Only the lines from the one containing "[pointer.input]" through the last line below should be written out, exactly and with both ends kept.

------------------------------------

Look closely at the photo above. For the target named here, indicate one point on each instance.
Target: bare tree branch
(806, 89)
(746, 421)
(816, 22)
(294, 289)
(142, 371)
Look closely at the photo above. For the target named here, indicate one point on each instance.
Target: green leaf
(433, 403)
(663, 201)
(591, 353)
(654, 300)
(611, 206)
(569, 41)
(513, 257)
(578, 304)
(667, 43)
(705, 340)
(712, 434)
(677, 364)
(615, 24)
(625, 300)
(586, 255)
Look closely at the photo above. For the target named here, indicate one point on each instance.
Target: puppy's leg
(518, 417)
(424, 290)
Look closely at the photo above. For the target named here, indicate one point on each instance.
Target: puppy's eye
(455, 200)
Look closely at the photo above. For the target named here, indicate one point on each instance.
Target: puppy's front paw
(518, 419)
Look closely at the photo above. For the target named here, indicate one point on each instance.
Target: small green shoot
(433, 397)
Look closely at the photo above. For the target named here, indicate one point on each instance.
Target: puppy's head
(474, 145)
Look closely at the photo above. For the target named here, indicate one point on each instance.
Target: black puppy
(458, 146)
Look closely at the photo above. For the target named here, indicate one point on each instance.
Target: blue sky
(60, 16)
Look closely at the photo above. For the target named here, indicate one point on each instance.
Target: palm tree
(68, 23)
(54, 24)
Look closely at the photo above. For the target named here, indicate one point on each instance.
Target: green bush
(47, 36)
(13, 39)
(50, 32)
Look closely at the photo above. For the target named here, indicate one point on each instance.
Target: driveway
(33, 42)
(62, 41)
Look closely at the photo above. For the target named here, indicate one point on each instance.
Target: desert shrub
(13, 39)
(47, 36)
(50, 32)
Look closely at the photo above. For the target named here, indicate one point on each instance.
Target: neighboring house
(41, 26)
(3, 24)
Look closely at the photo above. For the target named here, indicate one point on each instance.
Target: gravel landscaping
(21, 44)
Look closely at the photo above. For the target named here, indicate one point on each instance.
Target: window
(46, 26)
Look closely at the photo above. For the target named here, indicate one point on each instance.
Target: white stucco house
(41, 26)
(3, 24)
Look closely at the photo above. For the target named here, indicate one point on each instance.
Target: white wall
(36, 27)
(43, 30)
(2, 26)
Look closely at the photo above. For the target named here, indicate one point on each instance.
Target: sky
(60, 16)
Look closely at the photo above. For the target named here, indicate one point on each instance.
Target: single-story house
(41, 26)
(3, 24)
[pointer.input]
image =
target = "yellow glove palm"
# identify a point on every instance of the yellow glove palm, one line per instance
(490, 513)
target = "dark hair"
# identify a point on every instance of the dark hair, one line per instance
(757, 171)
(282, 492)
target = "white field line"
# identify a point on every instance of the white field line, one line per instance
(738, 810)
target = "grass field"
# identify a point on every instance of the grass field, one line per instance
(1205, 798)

------------------------------------

◆ SOLVED EXERCISE ◆
[pointer.input]
image =
target = "yellow glove palm"
# identify a point on every instance of the yellow glove palm, one line per instance
(490, 513)
target = "dark hair"
# identify a point on every instance of the dark hair, one line per instance
(757, 171)
(282, 492)
target = "white field line"
# identify a point on every instance of the white field line, one line per instance
(738, 810)
target = "grass field"
# identify a point on every instance of the grass field, one line per instance
(1205, 798)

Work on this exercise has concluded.